Data to examine:
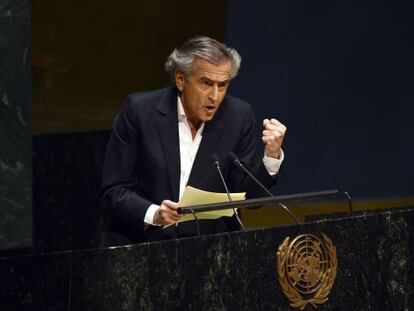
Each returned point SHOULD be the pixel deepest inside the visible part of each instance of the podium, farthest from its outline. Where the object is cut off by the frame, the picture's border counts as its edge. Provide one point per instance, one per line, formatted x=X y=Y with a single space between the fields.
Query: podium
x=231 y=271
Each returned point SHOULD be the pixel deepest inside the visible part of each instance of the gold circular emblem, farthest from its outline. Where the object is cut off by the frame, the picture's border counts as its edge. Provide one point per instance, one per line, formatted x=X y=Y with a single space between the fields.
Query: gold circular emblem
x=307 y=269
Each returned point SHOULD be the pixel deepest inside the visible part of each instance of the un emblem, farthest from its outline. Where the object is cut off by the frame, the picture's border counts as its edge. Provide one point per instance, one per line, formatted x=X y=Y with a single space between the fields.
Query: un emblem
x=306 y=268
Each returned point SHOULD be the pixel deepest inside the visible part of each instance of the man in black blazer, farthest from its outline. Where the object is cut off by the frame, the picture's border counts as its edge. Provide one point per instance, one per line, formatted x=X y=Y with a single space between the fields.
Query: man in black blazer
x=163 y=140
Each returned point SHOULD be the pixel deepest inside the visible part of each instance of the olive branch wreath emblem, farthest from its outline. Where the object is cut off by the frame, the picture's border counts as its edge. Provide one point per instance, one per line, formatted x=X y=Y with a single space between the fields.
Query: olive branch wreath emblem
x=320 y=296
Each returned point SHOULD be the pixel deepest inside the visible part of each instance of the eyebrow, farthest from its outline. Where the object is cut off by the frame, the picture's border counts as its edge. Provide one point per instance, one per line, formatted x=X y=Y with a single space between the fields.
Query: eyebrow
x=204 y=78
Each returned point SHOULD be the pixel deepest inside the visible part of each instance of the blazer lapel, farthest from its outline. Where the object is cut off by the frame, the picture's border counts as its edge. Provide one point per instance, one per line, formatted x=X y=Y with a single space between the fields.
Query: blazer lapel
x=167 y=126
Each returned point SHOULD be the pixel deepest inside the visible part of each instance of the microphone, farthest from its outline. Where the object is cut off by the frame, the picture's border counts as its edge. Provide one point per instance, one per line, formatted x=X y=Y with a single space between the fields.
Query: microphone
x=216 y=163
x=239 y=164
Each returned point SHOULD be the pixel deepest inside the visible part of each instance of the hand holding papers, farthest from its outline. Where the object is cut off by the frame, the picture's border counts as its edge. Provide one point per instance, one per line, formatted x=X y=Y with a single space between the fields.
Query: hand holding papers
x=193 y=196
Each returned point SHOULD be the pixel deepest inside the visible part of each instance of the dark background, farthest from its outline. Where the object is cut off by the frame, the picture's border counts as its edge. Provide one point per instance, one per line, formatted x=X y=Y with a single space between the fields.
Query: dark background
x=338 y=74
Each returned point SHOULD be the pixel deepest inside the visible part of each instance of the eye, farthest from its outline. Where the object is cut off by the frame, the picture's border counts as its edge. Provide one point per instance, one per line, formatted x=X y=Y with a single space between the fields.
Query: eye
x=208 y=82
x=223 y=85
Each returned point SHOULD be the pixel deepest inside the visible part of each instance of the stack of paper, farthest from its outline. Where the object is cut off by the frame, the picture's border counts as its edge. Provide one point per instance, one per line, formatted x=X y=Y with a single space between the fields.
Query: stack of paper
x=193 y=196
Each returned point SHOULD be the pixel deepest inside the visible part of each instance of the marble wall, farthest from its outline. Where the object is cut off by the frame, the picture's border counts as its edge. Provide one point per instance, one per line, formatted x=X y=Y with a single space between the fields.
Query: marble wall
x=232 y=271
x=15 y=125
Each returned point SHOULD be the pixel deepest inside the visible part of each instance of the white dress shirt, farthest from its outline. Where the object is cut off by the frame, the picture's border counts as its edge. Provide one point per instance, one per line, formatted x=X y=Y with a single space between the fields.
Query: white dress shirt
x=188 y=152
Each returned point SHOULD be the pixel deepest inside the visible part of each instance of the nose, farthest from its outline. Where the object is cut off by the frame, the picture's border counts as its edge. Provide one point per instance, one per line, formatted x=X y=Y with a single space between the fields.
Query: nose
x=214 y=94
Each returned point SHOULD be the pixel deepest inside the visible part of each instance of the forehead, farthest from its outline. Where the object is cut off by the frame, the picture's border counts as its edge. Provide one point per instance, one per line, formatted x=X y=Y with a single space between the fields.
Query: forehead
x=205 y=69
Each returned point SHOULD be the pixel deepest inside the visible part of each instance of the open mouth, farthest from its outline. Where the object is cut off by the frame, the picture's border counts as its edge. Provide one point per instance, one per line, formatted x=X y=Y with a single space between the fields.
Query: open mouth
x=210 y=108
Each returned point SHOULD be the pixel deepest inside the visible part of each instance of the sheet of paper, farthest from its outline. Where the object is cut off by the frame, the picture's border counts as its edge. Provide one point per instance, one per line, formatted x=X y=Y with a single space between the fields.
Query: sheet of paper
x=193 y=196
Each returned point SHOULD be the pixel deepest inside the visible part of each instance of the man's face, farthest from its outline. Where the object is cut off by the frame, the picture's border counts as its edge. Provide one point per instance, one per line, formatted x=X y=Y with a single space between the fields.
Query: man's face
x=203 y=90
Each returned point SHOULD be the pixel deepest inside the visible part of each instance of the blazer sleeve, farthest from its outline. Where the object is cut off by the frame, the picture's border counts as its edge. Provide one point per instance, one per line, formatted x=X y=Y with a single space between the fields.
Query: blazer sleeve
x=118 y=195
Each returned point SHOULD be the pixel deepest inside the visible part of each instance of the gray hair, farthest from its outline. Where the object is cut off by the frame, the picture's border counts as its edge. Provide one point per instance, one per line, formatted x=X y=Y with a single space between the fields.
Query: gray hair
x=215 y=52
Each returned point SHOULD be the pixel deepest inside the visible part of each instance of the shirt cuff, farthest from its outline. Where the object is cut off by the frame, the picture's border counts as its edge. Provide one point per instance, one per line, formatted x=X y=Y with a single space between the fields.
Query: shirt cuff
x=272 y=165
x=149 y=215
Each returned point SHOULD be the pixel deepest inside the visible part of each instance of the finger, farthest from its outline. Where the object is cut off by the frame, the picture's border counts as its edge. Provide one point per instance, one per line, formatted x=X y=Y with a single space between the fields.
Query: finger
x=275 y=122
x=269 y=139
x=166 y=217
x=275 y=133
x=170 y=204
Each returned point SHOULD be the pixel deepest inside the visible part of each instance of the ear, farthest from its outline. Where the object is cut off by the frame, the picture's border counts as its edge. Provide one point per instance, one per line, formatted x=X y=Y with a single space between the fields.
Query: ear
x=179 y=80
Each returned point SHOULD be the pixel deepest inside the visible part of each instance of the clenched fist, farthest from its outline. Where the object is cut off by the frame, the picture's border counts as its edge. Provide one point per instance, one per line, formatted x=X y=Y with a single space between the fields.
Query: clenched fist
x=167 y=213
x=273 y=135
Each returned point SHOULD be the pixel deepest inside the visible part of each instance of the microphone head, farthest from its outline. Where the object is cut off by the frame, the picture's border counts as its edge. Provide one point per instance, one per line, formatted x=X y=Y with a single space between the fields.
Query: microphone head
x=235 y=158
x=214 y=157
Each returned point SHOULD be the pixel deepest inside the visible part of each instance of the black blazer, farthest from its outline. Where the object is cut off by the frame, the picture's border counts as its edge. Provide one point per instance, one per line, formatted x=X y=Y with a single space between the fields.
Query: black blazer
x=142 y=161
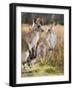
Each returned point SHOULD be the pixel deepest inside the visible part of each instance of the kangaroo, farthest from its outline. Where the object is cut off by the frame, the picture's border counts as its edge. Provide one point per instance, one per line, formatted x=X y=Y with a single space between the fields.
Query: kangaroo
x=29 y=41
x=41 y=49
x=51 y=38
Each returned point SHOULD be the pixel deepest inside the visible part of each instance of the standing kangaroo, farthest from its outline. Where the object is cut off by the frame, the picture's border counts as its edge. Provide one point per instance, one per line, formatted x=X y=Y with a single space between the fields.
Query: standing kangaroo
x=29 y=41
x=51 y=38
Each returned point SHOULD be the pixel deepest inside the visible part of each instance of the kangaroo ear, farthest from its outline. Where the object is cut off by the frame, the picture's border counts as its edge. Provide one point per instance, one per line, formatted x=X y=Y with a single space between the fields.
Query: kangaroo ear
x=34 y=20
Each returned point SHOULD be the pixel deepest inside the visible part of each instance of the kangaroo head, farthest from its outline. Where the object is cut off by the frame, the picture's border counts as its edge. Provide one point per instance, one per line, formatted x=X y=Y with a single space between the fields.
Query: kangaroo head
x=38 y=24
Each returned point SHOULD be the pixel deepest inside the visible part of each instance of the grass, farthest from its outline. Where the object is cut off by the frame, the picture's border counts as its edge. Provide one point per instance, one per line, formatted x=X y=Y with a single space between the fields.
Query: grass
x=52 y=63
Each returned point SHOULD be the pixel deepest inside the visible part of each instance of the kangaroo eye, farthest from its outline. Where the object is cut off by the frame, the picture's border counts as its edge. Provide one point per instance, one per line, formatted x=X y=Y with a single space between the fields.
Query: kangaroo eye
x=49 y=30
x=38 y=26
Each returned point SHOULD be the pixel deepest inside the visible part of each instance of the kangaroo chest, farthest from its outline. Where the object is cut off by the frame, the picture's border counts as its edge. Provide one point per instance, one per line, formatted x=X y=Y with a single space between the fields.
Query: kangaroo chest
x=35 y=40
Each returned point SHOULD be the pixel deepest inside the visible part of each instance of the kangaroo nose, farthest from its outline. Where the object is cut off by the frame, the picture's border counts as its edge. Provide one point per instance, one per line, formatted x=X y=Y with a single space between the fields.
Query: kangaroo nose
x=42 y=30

What to work on: Restate word for word the lines of the data above, starting at the line containing "Query: eyebrow" and ending at the line containing "of the hand", both included, and nothing more.

Answer space:
Query: eyebrow
x=204 y=78
Each returned point SHOULD be the pixel deepest inside the visible part of each instance of the blazer lapel, farthest from its outline. Where the object is cut off by the frame, the picture's border counts as its edge. Provide one point per instance, one per line, formatted x=X y=Y with a single space between the fields.
Query: blazer lapel
x=167 y=126
Each returned point SHOULD be the pixel deepest inside the visible part of each instance of the microphone, farthest from its outline. Where the object is cut off by the frame, the picture's border counts as its edge. Provide one point per instance, one per line, formatted x=X y=Y with a single space between the fields.
Query: microphone
x=216 y=163
x=239 y=164
Each returned point SHOULD be the pixel deepest inside the visible part of each instance of the hand holding papers, farthest from its outline. Where the object is cut off by the frame, the picture's border counts as its edge. Provide one point per instance, one per line, formatted x=X y=Y with a single space between the fields.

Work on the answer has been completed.